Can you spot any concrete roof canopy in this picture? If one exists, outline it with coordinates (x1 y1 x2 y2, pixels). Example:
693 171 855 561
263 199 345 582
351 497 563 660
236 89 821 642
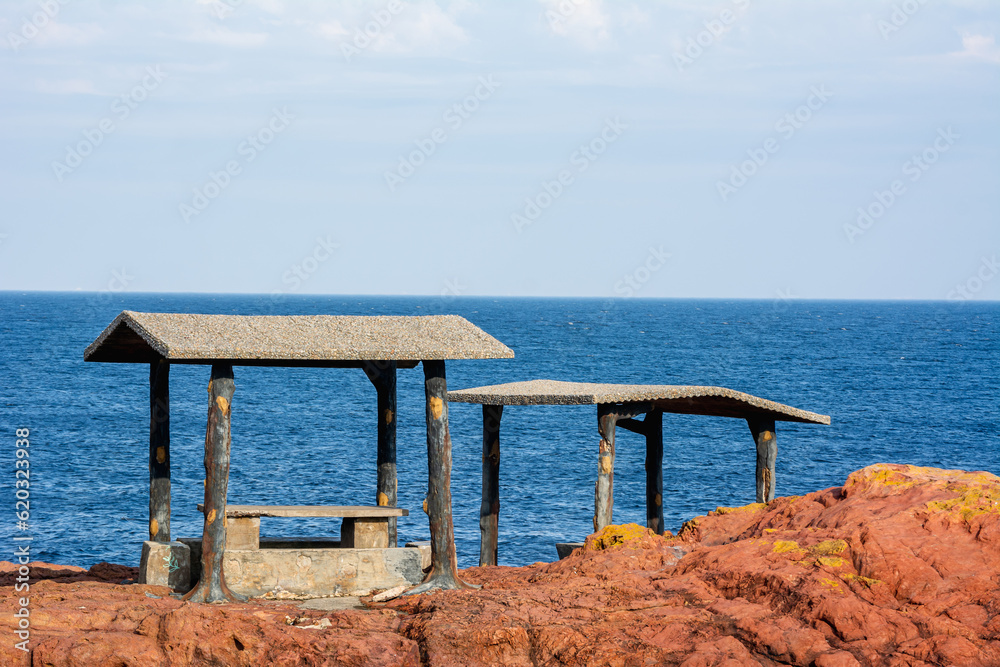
83 310 514 366
448 380 830 424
====
### Task directions:
Write out all the entries again, requests included but without the pictures, multiplying each bounding box coordinate in the answers by 0.55 and rounding to whole numbers, with halves going up. Leave every other number unchanged.

### Full output:
Can you spot any concrete roof canopy in this picture? If one exists, outline it with coordinates (x1 y1 x2 y2, pixels). Example:
693 171 855 561
263 199 345 582
351 497 563 660
236 89 821 642
46 171 283 201
246 209 457 233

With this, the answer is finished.